===== TEXTAUSSCHNITT

OpenVZ gibt es nur bis max. Debian 8 da das OpenVZ Projekt seine Kernelentwicklung eingesellt hat. Du wirst also keine VServer unter ISPConfg mit Deban 9 verwalten können bis wir ein komplett neues VM Modul entwickelt haben das nicht auf OpenVZ basiert. Stattdessen kannst Du z.B. Proxmox nehmen zusammen mit dem ISPConfig Proxmox Modul: https://git.ispconfig.org/EXT/proxmox



Zitat von Natsu:


> PS: An die Administration: Schön, dass man bei seinem ersten Post keine Links nutzen darf (wer auch immer diese idiotische Idee hatte). Dies beeinträchtigt gesetzte Referenzen, da der/die Leser nun mehr den Link kopieren und manuell öffnen müssen, was somit zusätzlich aus meiner Sicht die Integrität des Beitrages/Posts beeinträchtigt, gerade wenn man mit Beispielen arbeiten muss. Dies ist meine Meinung dazu, somit bitte ich um die Ersetzung der Non-Links zu korrekten Hyperlinks, danke.


Das ist schlicht einen Notwendigkeit da hier ansonsten ein paar hundert Spam Links pro Tag gepostet werden. Und wir wissen schon welches Tutorial Du meinst wenn Du den Titel des Tutorials postest.

==========
===== EXTRAHIERTE DATEN

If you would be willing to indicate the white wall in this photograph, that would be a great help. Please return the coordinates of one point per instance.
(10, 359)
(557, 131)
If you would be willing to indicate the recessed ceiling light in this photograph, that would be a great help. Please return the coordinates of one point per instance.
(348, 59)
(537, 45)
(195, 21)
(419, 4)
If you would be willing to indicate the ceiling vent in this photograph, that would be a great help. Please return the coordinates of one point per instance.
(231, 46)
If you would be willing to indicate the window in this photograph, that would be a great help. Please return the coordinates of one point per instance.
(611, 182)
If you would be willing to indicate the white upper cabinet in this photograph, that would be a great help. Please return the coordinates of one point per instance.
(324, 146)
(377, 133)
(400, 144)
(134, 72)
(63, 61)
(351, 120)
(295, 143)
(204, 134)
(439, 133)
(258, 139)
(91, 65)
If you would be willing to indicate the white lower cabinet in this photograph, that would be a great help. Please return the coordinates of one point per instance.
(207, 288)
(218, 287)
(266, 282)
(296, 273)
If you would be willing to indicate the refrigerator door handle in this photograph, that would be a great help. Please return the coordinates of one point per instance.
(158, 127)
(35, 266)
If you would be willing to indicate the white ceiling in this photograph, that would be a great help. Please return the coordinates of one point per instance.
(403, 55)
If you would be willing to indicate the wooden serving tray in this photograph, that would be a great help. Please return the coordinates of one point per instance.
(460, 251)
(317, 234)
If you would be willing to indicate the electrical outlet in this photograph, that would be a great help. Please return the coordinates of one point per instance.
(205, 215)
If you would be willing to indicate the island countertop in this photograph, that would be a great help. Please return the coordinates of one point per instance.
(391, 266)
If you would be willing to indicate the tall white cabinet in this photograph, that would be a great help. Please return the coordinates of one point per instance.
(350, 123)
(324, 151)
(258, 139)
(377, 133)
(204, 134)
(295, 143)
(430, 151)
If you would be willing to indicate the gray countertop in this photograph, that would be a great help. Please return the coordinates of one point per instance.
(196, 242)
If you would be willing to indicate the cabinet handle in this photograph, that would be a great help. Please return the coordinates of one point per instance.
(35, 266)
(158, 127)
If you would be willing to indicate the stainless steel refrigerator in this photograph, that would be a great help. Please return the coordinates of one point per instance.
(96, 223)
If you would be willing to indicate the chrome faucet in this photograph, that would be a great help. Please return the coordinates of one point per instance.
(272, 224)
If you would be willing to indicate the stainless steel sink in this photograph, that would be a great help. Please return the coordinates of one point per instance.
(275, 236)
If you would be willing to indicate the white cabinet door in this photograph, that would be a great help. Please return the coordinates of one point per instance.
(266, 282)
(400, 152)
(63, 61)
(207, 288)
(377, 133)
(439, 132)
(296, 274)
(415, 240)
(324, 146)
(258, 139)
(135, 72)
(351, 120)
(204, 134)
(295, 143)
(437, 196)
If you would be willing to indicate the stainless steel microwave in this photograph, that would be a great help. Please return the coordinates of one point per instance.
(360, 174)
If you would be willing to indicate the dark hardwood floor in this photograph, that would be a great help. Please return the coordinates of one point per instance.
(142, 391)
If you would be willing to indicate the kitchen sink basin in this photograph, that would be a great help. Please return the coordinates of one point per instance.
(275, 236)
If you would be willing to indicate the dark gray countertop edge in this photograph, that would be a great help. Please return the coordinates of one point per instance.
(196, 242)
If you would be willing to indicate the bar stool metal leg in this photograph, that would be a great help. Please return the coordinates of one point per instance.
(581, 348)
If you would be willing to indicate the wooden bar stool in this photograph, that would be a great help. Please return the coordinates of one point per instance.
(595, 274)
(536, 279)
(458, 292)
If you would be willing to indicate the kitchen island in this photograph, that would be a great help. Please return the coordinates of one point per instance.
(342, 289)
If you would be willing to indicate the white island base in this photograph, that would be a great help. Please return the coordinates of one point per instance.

==========

_AUFGABEN:_
1. Nenne alle Software- bzw. Projektnamen, die im Forumsbeitrag vorkommen.
2. Bis zu welcher Debian-Version gibt es OpenVZ laut dem Forumsbeitrag?
Die Einträge stammen aus einer anderen Quelle als der Textausschnitt.

_LÖSUNGEN:_
1. OpenVZ, Debian, ISPConfig, Proxmox

2. Bis maximal Debian 8.